* _WHAT IS BEING ASKED_
Answer these questions about the year-end blog roundup below:
(a) How many cities, in how many countries, did the paper behind the carbon emissions blog measure?
(b) How many steps does the blog on nature-based solutions outline?
(c) What rose enough during the pandemic to offset the decrease in commercial waste?

* _DOCUMENT SEGMENT_
'''
2022 draws to a close: another turbulent year, as a dire climate emergency, protracted war, and a lingering pandemic collide with fuel and food crises, impending recession, heightened poverty, and inequality.
But innovations also abound across the world. It is no surprise, therefore, that our most-read blogs center on what can be done. First, each of the top 5 blogs in some way addresses problems and solutions that have been directly impacted by COVID-19. Second, almost every blog spotlights new and innovative technological solutions, better data, and measurement tools. Third, the anxiety around climate change has likely drawn readers towards actions that address climate impacts. These lessons from our top five blogs come on the heels of both COP27 and COP15, while on our end, the World Bank end continues to implement its Climate Change Action Plan, with a focus on cities and making them resilient to multiple crises.
First a recap of the top five.
Cutting global carbon emissions: where do cities stand? presents a strong case for better measurement of CO2 emissions at the city level. It acknowledges the many challenges but also shows how it can be done, how benchmarks can be set and how performance can be monitored. Based on a paper that uses NASA’s OCO (Orbiting Carbon Observatory)-2 platform to measure CO2 emissions from more than 1,200 cities in 138 countries, with populations greater than 500,000, the blog is an unequivocal advocate for more, better and open data.
The piece on nature-based solutions for resilient cities and restoring local biodiversity couldn’t be more relevant as the world closes a loop on urban biodiversity at COP15. But even back in May 2022, this blog had garnered significant reader attention. It outlines five steps towards using nature-based solutions to promote biodiversity, while drawing from real world examples. It also provides tools and databases that practitioners can draw upon to frame the problem and derive solutions.
Our third blog - In COVID-era trash surge, waste management ingenuity, circularity, and investments are key, highlights an issue that most of us see as part of our daily lives – the fact that the COVID-19 pandemic saw a new crisis of waste management. Cities that were already snowed under solid waste problems saw massive upticks in daily waste volumes combined with curtailed garbage collection and cutbacks in recycling. Household waste rose to a degree that offset the decrease in commercial waste and medical waste overwhelmed many locations. The blog draws attention to innovative financing solutions to address the problem, but emphasizes partnerships between governments, private sector, local communities and funding agencies.
'''
* _SUPPLIED ENTRIES_
'''
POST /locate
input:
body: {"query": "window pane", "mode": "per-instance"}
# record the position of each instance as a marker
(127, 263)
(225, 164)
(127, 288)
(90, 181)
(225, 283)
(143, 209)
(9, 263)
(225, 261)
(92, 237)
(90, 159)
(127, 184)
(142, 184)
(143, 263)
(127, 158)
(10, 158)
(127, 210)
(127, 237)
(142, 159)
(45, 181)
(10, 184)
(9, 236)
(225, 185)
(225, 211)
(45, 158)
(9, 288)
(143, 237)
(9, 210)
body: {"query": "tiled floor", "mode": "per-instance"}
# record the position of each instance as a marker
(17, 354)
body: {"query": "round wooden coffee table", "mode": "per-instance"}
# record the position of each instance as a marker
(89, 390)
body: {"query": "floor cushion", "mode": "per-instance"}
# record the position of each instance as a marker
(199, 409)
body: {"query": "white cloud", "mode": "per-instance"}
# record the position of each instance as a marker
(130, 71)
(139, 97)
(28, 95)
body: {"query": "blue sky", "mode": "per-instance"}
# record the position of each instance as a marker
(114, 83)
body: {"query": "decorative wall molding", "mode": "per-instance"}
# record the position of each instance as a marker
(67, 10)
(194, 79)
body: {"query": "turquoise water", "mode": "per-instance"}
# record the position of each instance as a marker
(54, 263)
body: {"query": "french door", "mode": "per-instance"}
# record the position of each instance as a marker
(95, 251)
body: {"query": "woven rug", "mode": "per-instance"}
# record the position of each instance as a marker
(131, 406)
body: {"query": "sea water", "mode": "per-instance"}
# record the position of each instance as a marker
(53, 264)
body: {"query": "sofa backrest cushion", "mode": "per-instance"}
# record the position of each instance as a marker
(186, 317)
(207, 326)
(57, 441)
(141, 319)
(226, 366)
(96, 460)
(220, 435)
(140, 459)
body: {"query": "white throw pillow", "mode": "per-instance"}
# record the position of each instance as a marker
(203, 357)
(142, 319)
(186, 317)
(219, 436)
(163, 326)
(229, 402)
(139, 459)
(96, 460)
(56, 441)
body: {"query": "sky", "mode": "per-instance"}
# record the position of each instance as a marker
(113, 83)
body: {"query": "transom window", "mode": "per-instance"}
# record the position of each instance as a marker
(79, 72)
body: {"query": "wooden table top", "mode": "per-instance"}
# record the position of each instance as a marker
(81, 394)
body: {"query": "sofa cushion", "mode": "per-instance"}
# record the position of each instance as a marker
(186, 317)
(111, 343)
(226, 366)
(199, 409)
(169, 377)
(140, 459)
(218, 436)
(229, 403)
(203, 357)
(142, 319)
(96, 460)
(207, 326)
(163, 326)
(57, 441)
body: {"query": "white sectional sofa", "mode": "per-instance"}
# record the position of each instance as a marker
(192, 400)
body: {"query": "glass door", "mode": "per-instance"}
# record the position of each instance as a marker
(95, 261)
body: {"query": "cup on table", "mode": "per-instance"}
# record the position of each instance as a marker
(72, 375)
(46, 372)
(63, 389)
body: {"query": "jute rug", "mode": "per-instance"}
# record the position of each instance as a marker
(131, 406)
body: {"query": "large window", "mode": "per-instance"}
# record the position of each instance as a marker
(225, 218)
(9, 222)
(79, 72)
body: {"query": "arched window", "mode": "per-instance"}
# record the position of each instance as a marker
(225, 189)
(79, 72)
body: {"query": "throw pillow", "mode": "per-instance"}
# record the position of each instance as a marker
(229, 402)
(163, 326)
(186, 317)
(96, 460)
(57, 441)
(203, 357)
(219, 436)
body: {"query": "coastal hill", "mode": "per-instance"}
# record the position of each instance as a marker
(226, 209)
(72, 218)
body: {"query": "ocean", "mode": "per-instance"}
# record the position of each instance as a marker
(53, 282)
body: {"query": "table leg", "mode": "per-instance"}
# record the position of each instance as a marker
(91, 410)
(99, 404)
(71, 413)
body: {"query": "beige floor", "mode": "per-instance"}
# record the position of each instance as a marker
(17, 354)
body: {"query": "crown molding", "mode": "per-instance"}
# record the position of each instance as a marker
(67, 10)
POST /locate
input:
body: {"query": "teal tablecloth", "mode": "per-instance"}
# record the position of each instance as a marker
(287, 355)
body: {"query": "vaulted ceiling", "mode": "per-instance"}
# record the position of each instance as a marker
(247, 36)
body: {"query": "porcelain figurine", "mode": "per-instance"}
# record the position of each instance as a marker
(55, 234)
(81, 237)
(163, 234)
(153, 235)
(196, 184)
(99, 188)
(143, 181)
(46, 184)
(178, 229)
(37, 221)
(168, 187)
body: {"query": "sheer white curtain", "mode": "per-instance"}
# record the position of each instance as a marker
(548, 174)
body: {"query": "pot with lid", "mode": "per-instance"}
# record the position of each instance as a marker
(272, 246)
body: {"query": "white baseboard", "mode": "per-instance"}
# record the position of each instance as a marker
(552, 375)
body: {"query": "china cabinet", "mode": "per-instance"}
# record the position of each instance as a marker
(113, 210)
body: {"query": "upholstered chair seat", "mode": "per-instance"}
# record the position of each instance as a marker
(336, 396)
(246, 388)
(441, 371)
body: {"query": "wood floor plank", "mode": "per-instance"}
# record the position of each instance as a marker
'''
* _TASK ANSWER_
(a) More than 1,200 cities in 138 countries.
(b) Five steps.
(c) Household waste.